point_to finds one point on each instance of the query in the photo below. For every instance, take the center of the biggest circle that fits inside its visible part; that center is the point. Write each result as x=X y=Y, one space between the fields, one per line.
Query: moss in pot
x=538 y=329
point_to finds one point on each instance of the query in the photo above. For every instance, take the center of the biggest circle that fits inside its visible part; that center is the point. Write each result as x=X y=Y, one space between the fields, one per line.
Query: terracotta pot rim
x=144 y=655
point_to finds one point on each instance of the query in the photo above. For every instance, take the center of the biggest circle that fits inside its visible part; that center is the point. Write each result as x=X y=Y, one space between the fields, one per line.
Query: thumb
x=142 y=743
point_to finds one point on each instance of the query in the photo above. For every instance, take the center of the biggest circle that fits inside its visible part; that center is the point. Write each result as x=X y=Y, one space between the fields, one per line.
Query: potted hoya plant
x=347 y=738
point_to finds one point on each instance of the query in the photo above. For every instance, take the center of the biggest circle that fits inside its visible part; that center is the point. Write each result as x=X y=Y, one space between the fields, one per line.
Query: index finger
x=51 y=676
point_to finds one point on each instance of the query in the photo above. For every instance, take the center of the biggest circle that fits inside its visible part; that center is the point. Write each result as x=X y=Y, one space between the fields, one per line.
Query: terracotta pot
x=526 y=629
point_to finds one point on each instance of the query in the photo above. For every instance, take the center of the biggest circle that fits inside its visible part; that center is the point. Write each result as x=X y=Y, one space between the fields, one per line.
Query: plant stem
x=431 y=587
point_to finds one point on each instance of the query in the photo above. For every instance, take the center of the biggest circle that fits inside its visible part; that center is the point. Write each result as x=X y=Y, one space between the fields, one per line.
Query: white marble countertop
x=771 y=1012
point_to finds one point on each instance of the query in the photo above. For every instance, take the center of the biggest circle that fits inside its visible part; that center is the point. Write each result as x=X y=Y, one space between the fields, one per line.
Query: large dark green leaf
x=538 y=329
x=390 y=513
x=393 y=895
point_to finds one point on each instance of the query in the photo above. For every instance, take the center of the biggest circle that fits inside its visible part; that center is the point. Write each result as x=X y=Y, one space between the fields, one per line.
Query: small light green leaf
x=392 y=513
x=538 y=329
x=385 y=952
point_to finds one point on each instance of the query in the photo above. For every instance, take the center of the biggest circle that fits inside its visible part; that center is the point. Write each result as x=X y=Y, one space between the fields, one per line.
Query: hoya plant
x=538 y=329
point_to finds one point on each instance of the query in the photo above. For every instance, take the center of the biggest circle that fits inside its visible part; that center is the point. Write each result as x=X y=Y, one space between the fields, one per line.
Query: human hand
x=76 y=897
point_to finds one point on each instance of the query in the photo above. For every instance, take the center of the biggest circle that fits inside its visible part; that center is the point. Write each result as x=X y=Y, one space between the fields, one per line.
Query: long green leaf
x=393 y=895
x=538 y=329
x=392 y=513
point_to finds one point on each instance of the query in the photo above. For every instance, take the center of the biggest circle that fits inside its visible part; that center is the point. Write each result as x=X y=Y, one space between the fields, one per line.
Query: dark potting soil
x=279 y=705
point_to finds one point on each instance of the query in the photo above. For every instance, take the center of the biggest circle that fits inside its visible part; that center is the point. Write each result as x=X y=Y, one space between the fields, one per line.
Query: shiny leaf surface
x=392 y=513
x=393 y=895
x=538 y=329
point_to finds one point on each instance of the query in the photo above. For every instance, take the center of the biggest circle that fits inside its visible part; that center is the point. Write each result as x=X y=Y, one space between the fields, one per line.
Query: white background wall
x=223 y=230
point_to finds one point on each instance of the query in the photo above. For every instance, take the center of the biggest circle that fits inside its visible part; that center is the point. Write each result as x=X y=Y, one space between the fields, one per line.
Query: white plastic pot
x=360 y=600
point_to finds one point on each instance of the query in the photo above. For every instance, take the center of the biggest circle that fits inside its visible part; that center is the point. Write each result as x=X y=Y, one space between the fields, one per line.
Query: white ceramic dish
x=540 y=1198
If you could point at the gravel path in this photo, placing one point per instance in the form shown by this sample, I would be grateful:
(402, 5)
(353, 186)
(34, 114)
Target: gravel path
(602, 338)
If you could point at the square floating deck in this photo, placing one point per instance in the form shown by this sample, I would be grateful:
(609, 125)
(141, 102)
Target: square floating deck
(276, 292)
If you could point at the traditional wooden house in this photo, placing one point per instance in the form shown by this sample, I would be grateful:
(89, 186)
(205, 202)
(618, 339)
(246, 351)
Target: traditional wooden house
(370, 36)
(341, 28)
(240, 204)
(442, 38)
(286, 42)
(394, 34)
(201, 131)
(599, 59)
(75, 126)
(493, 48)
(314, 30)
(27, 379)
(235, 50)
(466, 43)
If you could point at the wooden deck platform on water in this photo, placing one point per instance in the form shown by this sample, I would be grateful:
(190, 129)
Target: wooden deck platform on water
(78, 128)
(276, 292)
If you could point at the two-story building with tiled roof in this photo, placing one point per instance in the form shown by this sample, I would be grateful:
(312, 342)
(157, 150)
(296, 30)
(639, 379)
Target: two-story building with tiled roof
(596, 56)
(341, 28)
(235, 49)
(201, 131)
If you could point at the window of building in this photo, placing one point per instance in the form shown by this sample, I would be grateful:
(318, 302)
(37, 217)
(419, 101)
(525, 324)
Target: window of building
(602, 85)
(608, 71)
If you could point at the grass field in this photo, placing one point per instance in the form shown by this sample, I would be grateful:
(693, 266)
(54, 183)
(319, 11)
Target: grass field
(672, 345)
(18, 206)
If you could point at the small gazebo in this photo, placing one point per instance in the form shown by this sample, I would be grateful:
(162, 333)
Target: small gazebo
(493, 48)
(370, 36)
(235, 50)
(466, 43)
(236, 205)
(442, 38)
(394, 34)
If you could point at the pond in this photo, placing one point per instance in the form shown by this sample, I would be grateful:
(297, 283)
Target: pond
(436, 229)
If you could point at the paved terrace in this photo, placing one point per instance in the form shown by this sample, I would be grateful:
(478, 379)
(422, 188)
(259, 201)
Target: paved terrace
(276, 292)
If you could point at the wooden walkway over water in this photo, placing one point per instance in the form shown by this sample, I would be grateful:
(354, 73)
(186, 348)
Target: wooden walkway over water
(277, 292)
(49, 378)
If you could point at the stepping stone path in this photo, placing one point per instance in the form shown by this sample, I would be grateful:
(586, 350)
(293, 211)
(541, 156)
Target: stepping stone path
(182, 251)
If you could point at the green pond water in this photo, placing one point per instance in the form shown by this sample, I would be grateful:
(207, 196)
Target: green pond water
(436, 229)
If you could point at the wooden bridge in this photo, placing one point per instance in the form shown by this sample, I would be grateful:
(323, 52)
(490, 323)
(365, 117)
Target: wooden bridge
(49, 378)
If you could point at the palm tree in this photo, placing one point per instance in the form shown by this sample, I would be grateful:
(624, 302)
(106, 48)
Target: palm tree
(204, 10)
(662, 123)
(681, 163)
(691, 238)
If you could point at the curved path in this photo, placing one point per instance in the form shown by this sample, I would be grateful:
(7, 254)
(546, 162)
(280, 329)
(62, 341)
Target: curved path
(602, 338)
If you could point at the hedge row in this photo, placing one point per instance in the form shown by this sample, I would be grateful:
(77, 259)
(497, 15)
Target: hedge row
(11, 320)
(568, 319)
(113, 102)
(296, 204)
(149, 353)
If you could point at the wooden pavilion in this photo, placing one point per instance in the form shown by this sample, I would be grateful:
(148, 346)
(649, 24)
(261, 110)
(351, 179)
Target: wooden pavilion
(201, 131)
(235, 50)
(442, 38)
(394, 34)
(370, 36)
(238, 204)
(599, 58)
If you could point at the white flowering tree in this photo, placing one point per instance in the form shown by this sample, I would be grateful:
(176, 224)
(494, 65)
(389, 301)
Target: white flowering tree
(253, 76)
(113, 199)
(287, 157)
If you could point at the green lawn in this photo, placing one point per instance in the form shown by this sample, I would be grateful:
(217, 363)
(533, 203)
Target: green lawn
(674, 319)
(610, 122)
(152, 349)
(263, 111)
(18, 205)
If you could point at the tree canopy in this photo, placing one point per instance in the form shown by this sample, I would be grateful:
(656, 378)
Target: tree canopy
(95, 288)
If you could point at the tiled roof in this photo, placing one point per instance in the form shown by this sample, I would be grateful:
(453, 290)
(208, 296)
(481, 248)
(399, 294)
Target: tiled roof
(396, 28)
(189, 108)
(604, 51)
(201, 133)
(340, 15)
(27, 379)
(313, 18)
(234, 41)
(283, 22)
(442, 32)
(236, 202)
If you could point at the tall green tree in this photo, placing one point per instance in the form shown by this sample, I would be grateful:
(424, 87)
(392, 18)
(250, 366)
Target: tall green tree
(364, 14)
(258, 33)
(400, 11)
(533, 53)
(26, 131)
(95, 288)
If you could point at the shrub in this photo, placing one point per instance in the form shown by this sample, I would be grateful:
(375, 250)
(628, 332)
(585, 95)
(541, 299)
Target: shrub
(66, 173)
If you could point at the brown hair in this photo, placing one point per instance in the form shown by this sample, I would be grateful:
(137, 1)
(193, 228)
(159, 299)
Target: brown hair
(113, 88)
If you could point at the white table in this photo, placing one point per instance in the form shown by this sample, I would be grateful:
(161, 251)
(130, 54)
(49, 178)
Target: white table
------------------------------
*Task goal*:
Where a line of the records above holds the word "table", count it; give the total as a single number and nothing else.

*Reply to the exercise*:
2